Written instruction 1: In the entries, retype the lines starting at the one containing "Task: Where can the nose" and ending after the one containing "Target: blazer lapel", including both of those lines.

Document segment:
○ ○ ○ ○ ○

CDNLive India Keynote: Qualcomm On 5G And More

13 Sep 2017 • 4 minute read

CDNLive India concluded last Friday and what an event it was! With 87 paper presentations, six keynotes, an exhibition area, photo booth, Cadence technology pods and more, CDNLive once again proved to be one of the premier industry conferences.

Both days of CDNLive started out with high-powered keynotes, and my next few blogs are going to focus on the guest keynotes. This blog is about Venugopal Puvvada’s keynote which took place on Sep 7, the first day of CDNLive India. Venu, as he is known, is vice president of engineering at Qualcomm.

Venu’s keynote talked about designing a 7nm 5G chip in India. Qualcomm is, of course, at the forefront of 5G wireless technology innovation. Venu started by saying that while there many 5G SoC design challenges, it is mobile that’s driving some of the latest technology nodes, 7nm in particular.

And that, he said, is an area chip firms need to work together with EDA partners to crack, with special attention paid to machine learning (ML). Talking about how Qualcomm will design a 7nm 5G chip in India, Venu remarked that with over 7 billion people in the world, there are 3.5 billion unique mobile users, of which 2 billion are smartphones users – all quite staggering statistics.

Of the broad portfolio of technologies that will drive the future of mobile – power management, Bluetooth, modem, CPU, GPU to name a few – the newest entrant everyone is talking about is machine learning.

○ ○ ○ ○ ○

Written instruction 2: Turn the paragraph of the CDNLive India post that starts "CDNLive India concluded last Friday" into a short bulleted list that keeps its main facts.

Named-object pointing entries:
○ ○ ○ ○ ○

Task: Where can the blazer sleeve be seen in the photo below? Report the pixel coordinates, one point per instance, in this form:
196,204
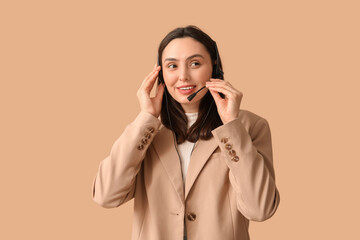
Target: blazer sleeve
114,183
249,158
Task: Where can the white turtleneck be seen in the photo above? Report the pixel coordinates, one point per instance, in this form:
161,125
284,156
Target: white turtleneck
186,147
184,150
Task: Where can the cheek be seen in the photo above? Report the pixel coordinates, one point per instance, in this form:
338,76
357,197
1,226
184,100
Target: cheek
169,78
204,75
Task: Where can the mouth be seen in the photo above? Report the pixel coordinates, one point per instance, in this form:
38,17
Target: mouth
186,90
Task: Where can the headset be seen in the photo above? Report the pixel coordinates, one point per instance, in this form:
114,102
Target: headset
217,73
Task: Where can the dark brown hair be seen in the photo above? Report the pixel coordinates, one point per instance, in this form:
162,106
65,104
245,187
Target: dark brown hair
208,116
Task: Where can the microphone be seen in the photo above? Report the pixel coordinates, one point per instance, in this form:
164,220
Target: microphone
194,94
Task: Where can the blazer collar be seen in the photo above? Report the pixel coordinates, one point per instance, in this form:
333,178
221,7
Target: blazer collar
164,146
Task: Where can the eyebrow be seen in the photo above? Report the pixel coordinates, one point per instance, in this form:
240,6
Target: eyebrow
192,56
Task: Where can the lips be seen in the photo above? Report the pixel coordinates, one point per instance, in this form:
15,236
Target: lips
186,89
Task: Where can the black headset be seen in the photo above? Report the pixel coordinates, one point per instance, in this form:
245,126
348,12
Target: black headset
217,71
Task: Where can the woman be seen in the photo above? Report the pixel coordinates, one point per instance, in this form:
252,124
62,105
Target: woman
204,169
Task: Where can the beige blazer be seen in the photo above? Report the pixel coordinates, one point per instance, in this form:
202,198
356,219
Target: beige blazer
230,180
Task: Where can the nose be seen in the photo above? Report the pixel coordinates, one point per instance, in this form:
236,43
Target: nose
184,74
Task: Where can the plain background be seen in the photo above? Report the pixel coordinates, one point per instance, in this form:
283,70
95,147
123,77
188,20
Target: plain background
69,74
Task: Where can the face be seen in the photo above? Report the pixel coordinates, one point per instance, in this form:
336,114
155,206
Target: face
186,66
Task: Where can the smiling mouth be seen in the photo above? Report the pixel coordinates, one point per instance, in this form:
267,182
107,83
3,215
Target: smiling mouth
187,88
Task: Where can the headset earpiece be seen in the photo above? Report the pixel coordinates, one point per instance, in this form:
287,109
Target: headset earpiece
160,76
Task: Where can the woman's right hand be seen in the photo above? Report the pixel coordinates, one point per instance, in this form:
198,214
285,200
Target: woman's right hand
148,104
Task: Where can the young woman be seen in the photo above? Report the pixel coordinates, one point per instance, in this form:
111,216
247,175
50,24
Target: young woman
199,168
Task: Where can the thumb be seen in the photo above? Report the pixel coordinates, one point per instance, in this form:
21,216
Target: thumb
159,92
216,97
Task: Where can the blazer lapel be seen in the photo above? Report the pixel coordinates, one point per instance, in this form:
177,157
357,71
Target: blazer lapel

○ ○ ○ ○ ○

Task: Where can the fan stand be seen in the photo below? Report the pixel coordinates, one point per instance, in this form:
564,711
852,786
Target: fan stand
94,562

○ ○ ○ ○ ○

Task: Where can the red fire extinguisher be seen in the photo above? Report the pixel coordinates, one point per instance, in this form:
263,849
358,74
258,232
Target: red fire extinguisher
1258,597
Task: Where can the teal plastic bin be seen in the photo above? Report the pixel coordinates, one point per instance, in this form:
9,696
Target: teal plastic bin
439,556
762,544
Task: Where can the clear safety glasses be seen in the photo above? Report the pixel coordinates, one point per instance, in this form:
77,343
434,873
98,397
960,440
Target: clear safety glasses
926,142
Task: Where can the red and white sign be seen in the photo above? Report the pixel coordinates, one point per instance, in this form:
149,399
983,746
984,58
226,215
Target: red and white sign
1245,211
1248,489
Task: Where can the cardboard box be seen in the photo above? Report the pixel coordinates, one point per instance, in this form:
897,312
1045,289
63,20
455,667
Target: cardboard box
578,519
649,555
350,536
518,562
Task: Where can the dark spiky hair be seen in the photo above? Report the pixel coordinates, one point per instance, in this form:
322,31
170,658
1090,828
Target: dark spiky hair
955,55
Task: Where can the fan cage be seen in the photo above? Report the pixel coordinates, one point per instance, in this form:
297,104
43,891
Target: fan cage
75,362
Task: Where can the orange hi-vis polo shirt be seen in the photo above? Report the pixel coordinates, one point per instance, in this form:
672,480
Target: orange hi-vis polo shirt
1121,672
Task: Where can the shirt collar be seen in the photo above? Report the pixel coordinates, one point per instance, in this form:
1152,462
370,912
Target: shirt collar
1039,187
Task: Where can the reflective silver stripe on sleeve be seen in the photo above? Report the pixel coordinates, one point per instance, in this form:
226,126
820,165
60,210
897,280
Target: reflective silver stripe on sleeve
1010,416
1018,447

○ ○ ○ ○ ○

Worked answer 1:
Task: Where can the nose be seen in the photo above? Report the pixel coordinates, one point per instance, in this form:
236,43
Target: nose
184,74
Task: Where can the plain background be seen in the photo above? Report the pixel coordinates, one point per instance, in this form:
283,70
95,147
123,77
188,20
Target: plain background
69,74
Task: Where can the face be seen in the photo above? Report the pixel coordinates, one point per instance, in this form:
336,114
155,206
Target: face
186,66
Task: Where can the smiling mouth be seen in the photo above? Report the pixel coordinates, one point per instance, in this form:
267,182
107,83
3,215
Target: smiling mouth
187,88
Task: Where can the headset earpiece be seen in the photo above? Report the pixel coordinates, one point per instance, in this form:
287,109
Target: headset earpiece
160,76
Task: Where can the woman's right hand be seen in the photo above? Report the pixel coordinates, one point per instance, in this form:
198,214
285,200
Target: woman's right hand
148,104
Task: Where can the young woman be seen in the photo above? Report the pixel coordinates, one point per instance, in this form:
111,216
247,175
50,24
Target: young woman
199,168
Task: Where can the thumb be seen in the photo above? Report the pixel coordinates, one point per instance, in this form:
21,216
Target: thumb
159,92
216,97
Task: Where can the blazer lapel be seen in the photo above? Report the pixel coordinates, one point per instance, in this form:
177,157
357,71
Target: blazer lapel

Worked answer 2:
- CDNLive India concluded last Friday.
- The event had 87 paper presentations, six keynotes, an exhibition area, a photo booth, Cadence technology pods and more.
- CDNLive again proved to be one of the premier industry conferences.